## Exercise details
Reproduce every one of the items below word for word, keeping each line unchanged.

## Record extracts
┄┄┄┄┄┄┄┄┄┄
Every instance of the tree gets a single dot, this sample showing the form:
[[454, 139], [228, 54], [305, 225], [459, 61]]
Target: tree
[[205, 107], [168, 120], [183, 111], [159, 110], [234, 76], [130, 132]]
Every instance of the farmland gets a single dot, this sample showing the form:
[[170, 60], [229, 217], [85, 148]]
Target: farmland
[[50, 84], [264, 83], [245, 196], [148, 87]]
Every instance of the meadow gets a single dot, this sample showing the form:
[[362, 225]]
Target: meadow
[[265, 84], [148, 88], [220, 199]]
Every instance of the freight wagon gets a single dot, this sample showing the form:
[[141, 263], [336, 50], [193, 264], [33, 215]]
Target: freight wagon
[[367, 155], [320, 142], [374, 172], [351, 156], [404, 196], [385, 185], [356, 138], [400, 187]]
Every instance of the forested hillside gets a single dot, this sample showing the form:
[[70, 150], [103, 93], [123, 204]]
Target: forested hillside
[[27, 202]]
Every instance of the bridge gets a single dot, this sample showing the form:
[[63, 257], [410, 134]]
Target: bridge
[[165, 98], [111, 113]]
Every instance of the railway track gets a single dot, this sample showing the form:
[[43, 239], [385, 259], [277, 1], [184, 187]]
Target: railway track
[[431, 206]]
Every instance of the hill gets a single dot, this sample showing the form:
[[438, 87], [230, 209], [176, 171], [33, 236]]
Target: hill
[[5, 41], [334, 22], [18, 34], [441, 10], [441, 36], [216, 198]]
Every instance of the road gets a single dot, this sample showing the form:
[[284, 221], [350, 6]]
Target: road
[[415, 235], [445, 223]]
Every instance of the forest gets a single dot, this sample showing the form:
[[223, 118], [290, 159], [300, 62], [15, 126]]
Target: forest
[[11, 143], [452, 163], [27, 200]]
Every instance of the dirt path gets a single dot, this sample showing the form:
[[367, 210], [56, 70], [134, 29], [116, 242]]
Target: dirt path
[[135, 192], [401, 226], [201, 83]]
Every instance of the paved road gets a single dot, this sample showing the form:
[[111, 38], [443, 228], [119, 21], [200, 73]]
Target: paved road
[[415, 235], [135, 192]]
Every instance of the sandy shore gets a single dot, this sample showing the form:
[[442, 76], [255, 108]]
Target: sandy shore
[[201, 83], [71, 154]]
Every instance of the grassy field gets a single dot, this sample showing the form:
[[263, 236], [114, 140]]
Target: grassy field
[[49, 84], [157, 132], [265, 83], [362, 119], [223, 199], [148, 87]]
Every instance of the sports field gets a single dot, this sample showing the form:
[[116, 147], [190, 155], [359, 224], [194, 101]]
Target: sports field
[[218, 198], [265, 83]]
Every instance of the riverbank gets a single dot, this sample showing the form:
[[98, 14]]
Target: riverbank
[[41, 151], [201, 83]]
┄┄┄┄┄┄┄┄┄┄
## Response to the task
Every instance of the tree gets a single dot, this sample showing the form:
[[454, 139], [228, 54], [305, 225], [459, 61]]
Target: tree
[[205, 107], [168, 120], [183, 111], [159, 110], [234, 76], [130, 132]]
Every instance of the farmland gets a single dot, this sample showing the form:
[[170, 60], [229, 217], [85, 148]]
Target: farmland
[[50, 84], [264, 83], [245, 196], [148, 87]]
Every instance of the meadow gets a single dot, this sample showing the form:
[[362, 225]]
Target: meadow
[[265, 84], [148, 88], [220, 199]]
Every instance of the freight wagon gets a single dot, this sample showing the form:
[[141, 263], [336, 50], [193, 264], [33, 215]]
Target: freight wagon
[[367, 155], [320, 142], [374, 172], [351, 156], [404, 196], [385, 185], [356, 138], [400, 187]]
Every instance of the forested hillside gets a single dot, this sample showing the form:
[[70, 150], [103, 93], [123, 204]]
Target: forested hillside
[[27, 202]]
Every instance of the bridge gets a single dot, this sample showing the form:
[[63, 257], [410, 134]]
Target: bridge
[[165, 98], [111, 113]]
Every instance of the railway track gets a single dot, this sample showing the form:
[[43, 239], [385, 259], [277, 1], [184, 187]]
Target: railway track
[[431, 206]]
Every instance of the hill gets a single dot, this sample showing the form:
[[438, 87], [230, 209], [176, 171], [33, 236]]
Target: hill
[[5, 41], [334, 22], [18, 34], [441, 10], [441, 36], [216, 198]]
Every instance of the road gets a single dot, this sample showing the form:
[[284, 221], [350, 6]]
Target: road
[[415, 235], [445, 223]]
Every instance of the forest gets a single dot, this sample showing the form:
[[223, 118], [290, 159], [300, 62], [15, 126]]
Target: forest
[[11, 143], [452, 163], [27, 200]]
Every instance of the dirt path gets a single dot, this sample showing the form:
[[367, 210], [56, 70], [134, 29], [116, 242]]
Target: dirt path
[[135, 192], [401, 226], [201, 83]]
Every instance of the paved road gets a single dot, this sample showing the form:
[[111, 38], [443, 228], [119, 21], [200, 73]]
Target: paved road
[[415, 235], [135, 192]]
Every instance of the sandy shore gets a single dot, this sample showing the form:
[[442, 76], [255, 108]]
Target: sandy shore
[[201, 83], [71, 154]]
Every instance of the grassy field gets a single dot, this sample showing the form:
[[263, 236], [114, 140]]
Target: grassy field
[[49, 84], [157, 132], [265, 83], [362, 119], [223, 199], [148, 87]]
Every instance of the sports field gets a single dot, this sample showing the form:
[[116, 147], [190, 155], [359, 224], [194, 101]]
Target: sports field
[[218, 198], [265, 83]]
Every instance of the riverbank gets a single dot, this sample showing the form:
[[98, 14]]
Target: riverbank
[[41, 151], [201, 83]]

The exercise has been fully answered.